> Text segment

Larger than T. rex, Spinosaurus has evolved (in the paleontologists’ taxonomy) from runner to swimmer. For the first time, paleontologists excavated a complete tail of the impressive beast that had been known from only a single specimen. Thin bones extending up and down along the tail suggested to the the scientists that it was like a fin that helped the animal propel itself through offshore waters looking for fish dinners. That would make it the only known aquatic dinosaur, Nature News says. Ironically, the bones were found in one of the driest places on Earth today: the Sahara desert.

The artist’s conception shown in Live Science, however, goes far beyond the evidence, portraying it as a champion swimmer with jaws open going after large sawfish. Experiments on thrust with a reconstructed tail show it might have been much more efficient at paddling water than a typical dinosaur tail, but lifestyle behaviors are hard to infer from bones buried in Morocco sand. Also, swimming ability would require many other adaptations for such a heavy animal with thick legs. That’s the problem with visualization: it can stimulate imagination that cannot bear the weight of evidence.

The coverage at New Scientist is more reserved about the swimming ability of Spinosaurus.

“I don’t think it was very fast or agile in water,” says Sereno. “Many aspects of its body form and feet are not suitable for aquatic speed or agility,” he says. Spinosaurus was around 15 metres long, 3 metres longer than T. rex, making it likely the largest carnivorous dinosaur. It also had a large sail on its back.

None of the articles speculated about the evolution of Spinosaurus. It has other strange features, like the sail on its back and heavy, hind legs with dense bones. It looks like a unique dinosaur unrelated to other species (see 13 Sept 2014 and 8 November 2014).

Crazy Beast

A third one-off fossil is a mammal from the age of dinosaurs, given the name Adalatherium, which means “crazy beast,” according to the BBC News. Maybe it’s called crazy for its skill at debunking old myths.

Its discovery challenges previous assumptions that mammals were generally very small – the size of mice – at this point in their evolutionary history.

Researchers say this individual animal weighed 3kg (6.6lbs) and had not reached its full adult size….

Its discovery “bends and even breaks lots of rules”, said David Krause of Denver Museum of Nature and Science, who led the research.

The fossil was found on the island of Madagascar in 1999, but was described last week in Nature. It had a history, for sure, since this particular badger-like creature is no longer found. But why must it be called an “evolutionary history”? It appeared. It disappeared. Where’s the evolution?

Two points can help interpret these unique animals within a Biblical creation context. First, the world is impoverished today from the tremendous diversity shown in the fossil record. Second, there would have been plenty of room for many more animals and plants. A pterosaur’s-eye view down onto the land would not have exhibited dinosaurs standing shoulder to shoulder; they would have been spread out with a lot of room, just as large mammals don’t crowd the African plains today. The Flood would have wiped out most species and preserved the basic kinds, but all the dinosaurs eventually died in the post-Flood world, probably hunted to extinction by man relatively quickly.

Evolutionists are not in a better interpretive position. They realize that abrupt appearance, stasis, and extinction don’t follow Darwin’s pattern. The transitional forms Darwin craved did not show up. Their scarcity is illustrated by the enthusiastic hype from the Darwin News Media when an occasional candidate for a ‘missing link’ shows up.

These three one-off fossils do not show a gradual Darwinian sequence from ancestor to descendant. They just are. We can take them as they are, and marvel at their design and complexity. We can talk about their success as creatures without calling it “evolutionary success.” We can talk about their history without calling it “evolutionary history.” We can enjoy amazing animals from the past without giving Darwin credit he doesn’t deserve.

Did anybody notice the mention of collagen in the Tully monster? Could that protein have lasted 307 million years? Only if they are Darwin years. Those were invented in Darwin’s magic kingdom, where when you wish upon a star, miracles happen – given enough time.

> Explore the material
**1)** Please translate this sentence from the fossil passage into Spanish: "Ironically, the bones were found in one of the driest places on Earth today: the Sahara desert."
**2)** Repeat word for word the stretch of the fossil passage that begins at the words "These three one-off" and stops after "given enough time.".
The data is separate material and has no connection to the fossil passage.

> Input data
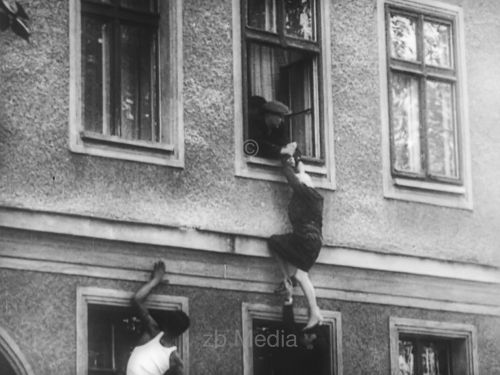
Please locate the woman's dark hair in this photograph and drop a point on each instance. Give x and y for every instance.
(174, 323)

---

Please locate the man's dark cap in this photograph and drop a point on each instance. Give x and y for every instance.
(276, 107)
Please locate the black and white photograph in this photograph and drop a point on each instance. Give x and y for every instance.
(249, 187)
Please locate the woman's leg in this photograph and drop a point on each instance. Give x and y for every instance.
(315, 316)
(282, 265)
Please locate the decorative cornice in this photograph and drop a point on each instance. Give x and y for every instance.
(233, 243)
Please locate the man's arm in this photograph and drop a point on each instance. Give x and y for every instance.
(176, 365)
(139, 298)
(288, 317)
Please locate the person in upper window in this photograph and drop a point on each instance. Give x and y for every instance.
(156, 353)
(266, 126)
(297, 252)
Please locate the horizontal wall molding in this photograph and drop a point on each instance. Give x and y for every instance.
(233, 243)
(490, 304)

> Response list
**1)** Irónicamente, los huesos se encontraron en uno de los lugares más secos de la Tierra hoy en día: el desierto del Sahara.

**2)**
These three one-off fossils do not show a gradual Darwinian sequence from ancestor to descendant. They just are. We can take them as they are, and marvel at their design and complexity. We can talk about their success as creatures without calling it “evolutionary success.” We can talk about their history without calling it “evolutionary history.” We can enjoy amazing animals from the past without giving Darwin credit he doesn’t deserve.

Did anybody notice the mention of collagen in the Tully monster? Could that protein have lasted 307 million years? Only if they are Darwin years. Those were invented in Darwin’s magic kingdom, where when you wish upon a star, miracles happen – given enough time.